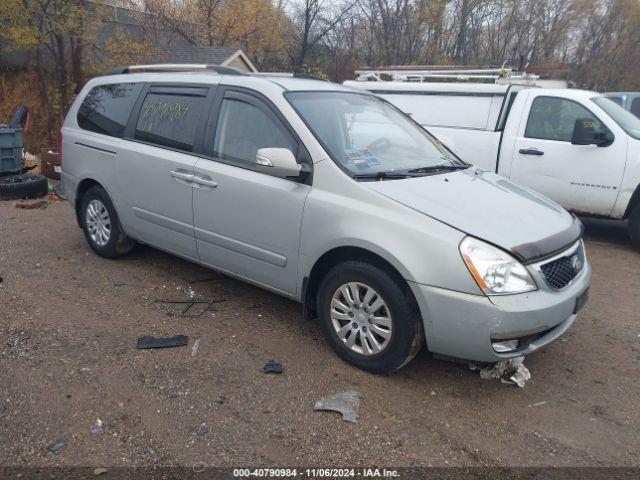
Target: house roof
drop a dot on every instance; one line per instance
(204, 54)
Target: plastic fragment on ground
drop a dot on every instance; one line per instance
(346, 403)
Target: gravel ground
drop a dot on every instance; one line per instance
(68, 357)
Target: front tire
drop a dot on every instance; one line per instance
(101, 225)
(369, 317)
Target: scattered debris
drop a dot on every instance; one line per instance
(272, 367)
(32, 204)
(346, 403)
(194, 349)
(510, 371)
(153, 342)
(97, 428)
(202, 280)
(188, 305)
(57, 445)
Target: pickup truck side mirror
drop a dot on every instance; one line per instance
(585, 133)
(277, 162)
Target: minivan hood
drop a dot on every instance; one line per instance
(490, 207)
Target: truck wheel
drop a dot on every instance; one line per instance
(101, 225)
(368, 317)
(23, 186)
(634, 227)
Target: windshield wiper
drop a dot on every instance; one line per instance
(382, 176)
(438, 168)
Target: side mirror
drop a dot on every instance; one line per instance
(585, 133)
(277, 162)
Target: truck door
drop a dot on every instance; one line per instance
(582, 178)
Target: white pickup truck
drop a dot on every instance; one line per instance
(576, 147)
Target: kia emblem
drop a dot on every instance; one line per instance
(576, 263)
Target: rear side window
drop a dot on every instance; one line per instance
(635, 107)
(106, 108)
(553, 118)
(170, 117)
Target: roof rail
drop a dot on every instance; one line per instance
(427, 73)
(177, 67)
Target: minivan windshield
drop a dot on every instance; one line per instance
(625, 119)
(369, 138)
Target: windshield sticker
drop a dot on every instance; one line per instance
(360, 157)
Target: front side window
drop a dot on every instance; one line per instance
(106, 108)
(625, 119)
(617, 100)
(170, 118)
(554, 118)
(366, 135)
(243, 128)
(635, 107)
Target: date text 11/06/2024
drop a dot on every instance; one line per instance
(316, 472)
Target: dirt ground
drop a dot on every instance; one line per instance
(68, 357)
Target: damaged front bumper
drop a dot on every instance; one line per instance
(472, 327)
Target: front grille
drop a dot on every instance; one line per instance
(559, 272)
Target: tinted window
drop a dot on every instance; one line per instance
(171, 117)
(365, 134)
(617, 100)
(635, 107)
(106, 108)
(553, 118)
(624, 118)
(243, 128)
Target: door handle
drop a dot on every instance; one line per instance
(182, 175)
(204, 180)
(531, 151)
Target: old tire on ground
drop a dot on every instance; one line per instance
(369, 317)
(101, 225)
(23, 186)
(634, 227)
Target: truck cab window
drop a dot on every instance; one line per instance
(106, 108)
(553, 118)
(243, 128)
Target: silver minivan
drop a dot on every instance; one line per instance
(328, 196)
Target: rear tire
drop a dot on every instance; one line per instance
(634, 227)
(369, 317)
(23, 186)
(101, 225)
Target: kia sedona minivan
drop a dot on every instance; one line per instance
(329, 196)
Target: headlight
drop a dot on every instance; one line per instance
(495, 271)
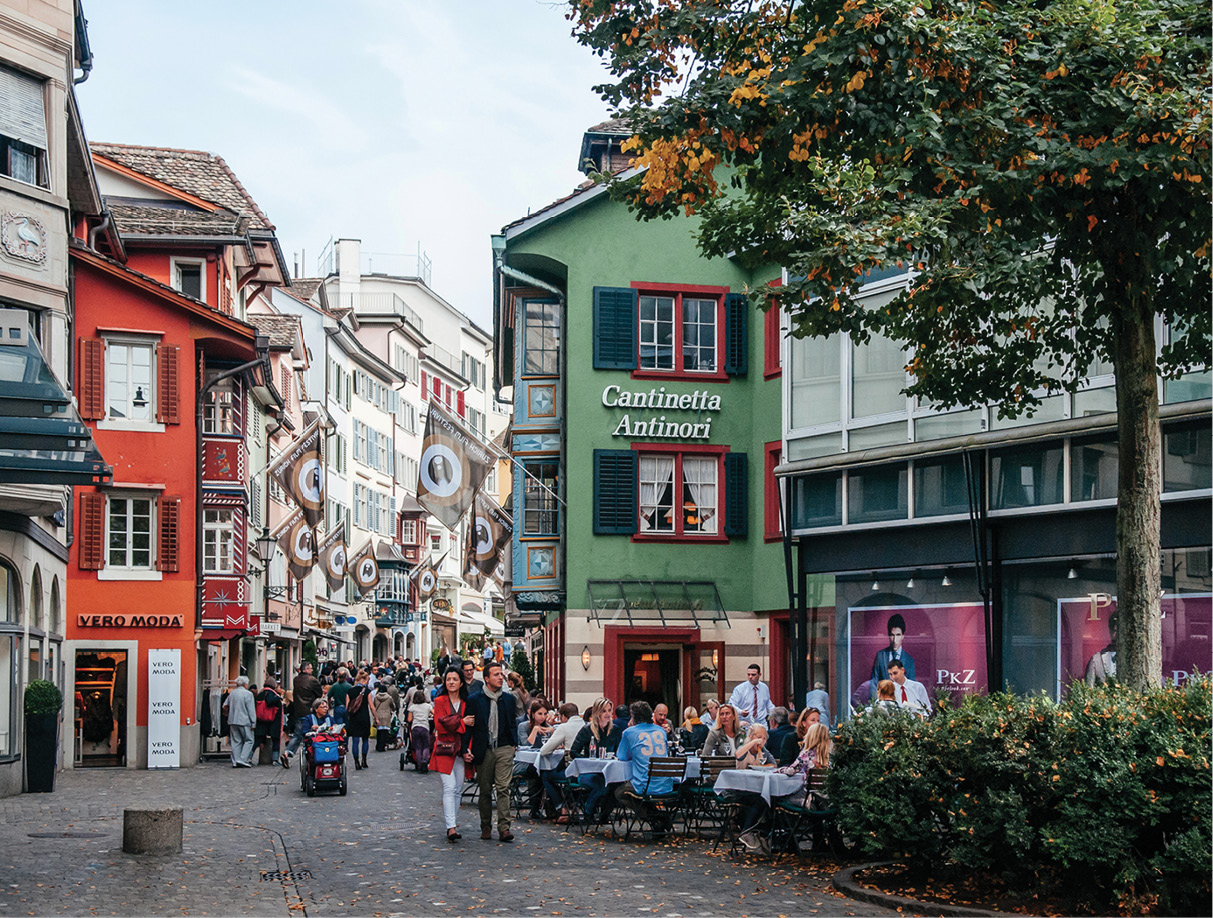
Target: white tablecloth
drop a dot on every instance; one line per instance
(762, 781)
(615, 771)
(541, 763)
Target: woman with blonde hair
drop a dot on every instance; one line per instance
(693, 733)
(727, 735)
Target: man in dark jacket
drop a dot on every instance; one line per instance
(493, 748)
(305, 690)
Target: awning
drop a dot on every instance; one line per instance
(43, 439)
(215, 634)
(656, 602)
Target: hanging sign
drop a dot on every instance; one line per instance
(164, 708)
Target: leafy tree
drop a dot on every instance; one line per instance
(1040, 166)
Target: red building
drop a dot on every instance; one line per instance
(166, 366)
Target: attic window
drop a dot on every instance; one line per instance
(22, 127)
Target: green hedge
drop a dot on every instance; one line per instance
(1106, 793)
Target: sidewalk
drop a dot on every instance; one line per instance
(255, 845)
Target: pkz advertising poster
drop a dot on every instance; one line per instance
(1087, 637)
(943, 646)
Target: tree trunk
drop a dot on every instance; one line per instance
(1139, 489)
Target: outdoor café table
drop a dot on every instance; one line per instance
(761, 781)
(541, 763)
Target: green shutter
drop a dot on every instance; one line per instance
(736, 495)
(736, 334)
(614, 329)
(615, 486)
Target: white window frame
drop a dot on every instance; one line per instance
(129, 549)
(175, 266)
(218, 539)
(131, 342)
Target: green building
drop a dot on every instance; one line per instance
(648, 417)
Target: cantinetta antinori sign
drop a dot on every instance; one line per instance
(662, 425)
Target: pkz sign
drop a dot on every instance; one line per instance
(666, 426)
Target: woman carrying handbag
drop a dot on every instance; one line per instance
(451, 757)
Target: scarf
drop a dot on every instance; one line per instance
(493, 713)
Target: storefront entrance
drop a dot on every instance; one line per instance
(101, 708)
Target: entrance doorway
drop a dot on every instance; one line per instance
(101, 707)
(653, 673)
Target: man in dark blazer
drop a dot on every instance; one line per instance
(494, 735)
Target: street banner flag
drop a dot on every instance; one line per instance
(489, 530)
(332, 558)
(453, 465)
(297, 541)
(301, 474)
(364, 569)
(427, 579)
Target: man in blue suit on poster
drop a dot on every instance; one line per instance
(897, 629)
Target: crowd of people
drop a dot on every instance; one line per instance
(471, 719)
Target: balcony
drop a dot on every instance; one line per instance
(383, 303)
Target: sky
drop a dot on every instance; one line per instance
(394, 121)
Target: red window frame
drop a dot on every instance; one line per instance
(677, 291)
(772, 523)
(681, 450)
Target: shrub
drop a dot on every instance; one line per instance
(1106, 792)
(43, 697)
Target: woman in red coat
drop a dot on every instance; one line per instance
(451, 757)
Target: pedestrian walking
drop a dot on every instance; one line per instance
(269, 718)
(358, 719)
(493, 746)
(241, 712)
(451, 754)
(383, 710)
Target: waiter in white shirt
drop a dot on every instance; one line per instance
(752, 697)
(907, 693)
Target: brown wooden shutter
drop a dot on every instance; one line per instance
(91, 378)
(169, 535)
(168, 404)
(92, 530)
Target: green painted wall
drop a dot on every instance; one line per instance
(603, 245)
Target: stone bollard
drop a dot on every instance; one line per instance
(152, 830)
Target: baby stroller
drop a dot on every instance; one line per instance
(417, 742)
(323, 763)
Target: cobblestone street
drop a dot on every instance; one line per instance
(256, 845)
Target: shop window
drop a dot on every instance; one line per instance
(877, 494)
(129, 532)
(540, 506)
(940, 488)
(1025, 477)
(23, 127)
(1185, 457)
(1093, 469)
(541, 338)
(816, 501)
(218, 531)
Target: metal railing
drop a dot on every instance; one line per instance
(382, 303)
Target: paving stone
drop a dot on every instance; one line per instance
(256, 845)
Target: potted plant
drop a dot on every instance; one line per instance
(44, 701)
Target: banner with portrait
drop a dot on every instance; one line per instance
(453, 466)
(943, 646)
(1087, 637)
(300, 471)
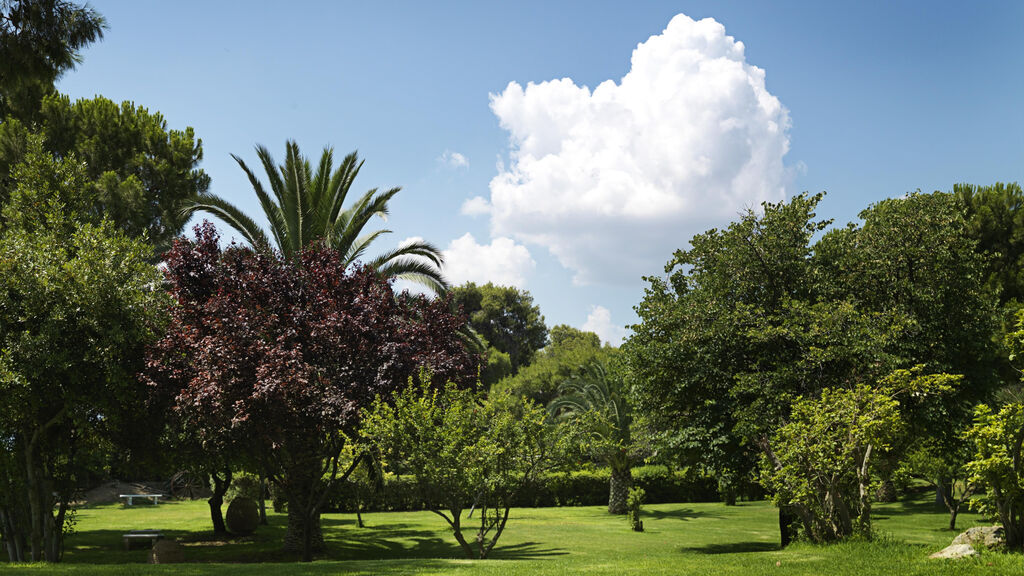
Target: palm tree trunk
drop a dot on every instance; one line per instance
(619, 487)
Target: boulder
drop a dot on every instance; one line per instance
(954, 551)
(989, 537)
(166, 551)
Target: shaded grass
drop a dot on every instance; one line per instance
(692, 538)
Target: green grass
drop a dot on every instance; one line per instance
(707, 538)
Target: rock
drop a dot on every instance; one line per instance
(990, 537)
(166, 551)
(954, 551)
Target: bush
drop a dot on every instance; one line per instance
(580, 488)
(242, 517)
(244, 486)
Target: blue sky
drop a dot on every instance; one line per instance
(580, 191)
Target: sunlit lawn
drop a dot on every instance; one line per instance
(706, 538)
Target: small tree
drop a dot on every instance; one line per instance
(944, 468)
(465, 454)
(596, 420)
(998, 468)
(823, 458)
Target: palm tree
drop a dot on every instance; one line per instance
(594, 401)
(304, 206)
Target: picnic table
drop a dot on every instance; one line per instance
(155, 497)
(150, 536)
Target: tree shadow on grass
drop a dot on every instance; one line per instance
(733, 547)
(400, 541)
(678, 513)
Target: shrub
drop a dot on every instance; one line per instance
(578, 488)
(244, 486)
(243, 517)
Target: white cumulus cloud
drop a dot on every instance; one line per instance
(476, 206)
(454, 160)
(599, 322)
(503, 261)
(612, 180)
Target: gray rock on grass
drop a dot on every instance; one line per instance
(964, 545)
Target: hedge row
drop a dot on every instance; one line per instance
(584, 488)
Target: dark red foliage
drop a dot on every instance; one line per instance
(267, 354)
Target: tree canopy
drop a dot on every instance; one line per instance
(507, 319)
(753, 317)
(304, 206)
(39, 41)
(279, 355)
(78, 303)
(138, 173)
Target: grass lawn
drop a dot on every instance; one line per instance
(706, 538)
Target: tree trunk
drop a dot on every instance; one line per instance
(13, 535)
(304, 534)
(619, 487)
(262, 500)
(940, 492)
(785, 520)
(220, 485)
(456, 522)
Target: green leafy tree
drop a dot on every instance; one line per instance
(305, 206)
(506, 318)
(39, 41)
(821, 459)
(137, 172)
(997, 466)
(756, 316)
(566, 355)
(78, 303)
(466, 454)
(913, 256)
(995, 219)
(945, 469)
(595, 416)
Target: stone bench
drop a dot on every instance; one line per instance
(128, 497)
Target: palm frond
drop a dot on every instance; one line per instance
(414, 270)
(421, 248)
(232, 216)
(272, 211)
(356, 250)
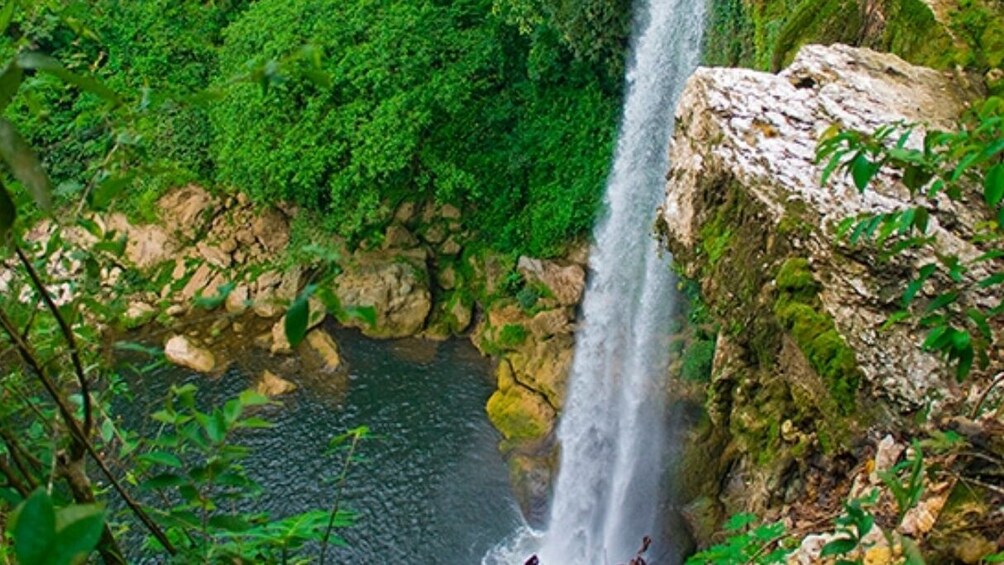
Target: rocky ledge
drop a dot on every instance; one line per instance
(805, 375)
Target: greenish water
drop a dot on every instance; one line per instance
(432, 487)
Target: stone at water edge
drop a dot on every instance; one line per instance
(325, 347)
(566, 283)
(271, 384)
(181, 351)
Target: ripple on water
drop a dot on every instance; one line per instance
(431, 486)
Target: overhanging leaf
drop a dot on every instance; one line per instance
(10, 81)
(33, 529)
(296, 320)
(45, 63)
(24, 165)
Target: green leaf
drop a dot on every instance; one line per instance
(296, 320)
(45, 63)
(79, 529)
(862, 171)
(33, 528)
(993, 185)
(162, 458)
(840, 546)
(10, 81)
(24, 165)
(6, 13)
(164, 481)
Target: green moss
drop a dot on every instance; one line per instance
(817, 21)
(696, 360)
(800, 314)
(511, 336)
(716, 237)
(513, 412)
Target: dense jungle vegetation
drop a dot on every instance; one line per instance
(507, 109)
(346, 108)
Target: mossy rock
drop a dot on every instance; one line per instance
(520, 413)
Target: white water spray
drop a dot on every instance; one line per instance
(611, 433)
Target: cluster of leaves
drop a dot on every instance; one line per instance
(415, 101)
(748, 542)
(55, 395)
(950, 165)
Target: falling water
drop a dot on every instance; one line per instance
(611, 432)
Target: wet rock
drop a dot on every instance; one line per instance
(757, 133)
(180, 350)
(565, 282)
(516, 411)
(325, 347)
(398, 237)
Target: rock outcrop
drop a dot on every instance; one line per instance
(182, 351)
(803, 360)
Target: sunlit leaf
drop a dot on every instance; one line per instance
(45, 63)
(24, 166)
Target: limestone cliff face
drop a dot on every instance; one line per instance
(803, 363)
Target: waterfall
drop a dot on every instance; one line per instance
(612, 429)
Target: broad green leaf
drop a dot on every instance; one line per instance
(33, 528)
(162, 458)
(230, 523)
(296, 320)
(45, 63)
(79, 530)
(24, 166)
(108, 190)
(7, 215)
(840, 546)
(993, 185)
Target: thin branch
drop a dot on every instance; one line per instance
(79, 438)
(67, 332)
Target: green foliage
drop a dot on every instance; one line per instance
(697, 360)
(194, 461)
(950, 165)
(357, 126)
(747, 543)
(45, 535)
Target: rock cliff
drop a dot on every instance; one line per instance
(804, 366)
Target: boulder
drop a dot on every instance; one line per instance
(186, 210)
(325, 347)
(749, 138)
(271, 230)
(395, 285)
(271, 385)
(181, 351)
(565, 282)
(518, 412)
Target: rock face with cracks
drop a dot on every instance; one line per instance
(803, 362)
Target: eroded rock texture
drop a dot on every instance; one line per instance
(803, 365)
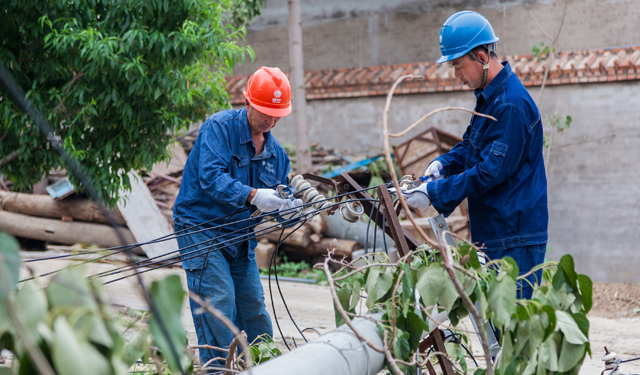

┄┄┄┄┄┄

• EXERCISE:
Lines of the material that hold the word "sign" should be counted, and the number alone given.

• EXPECTED OUTPUT:
3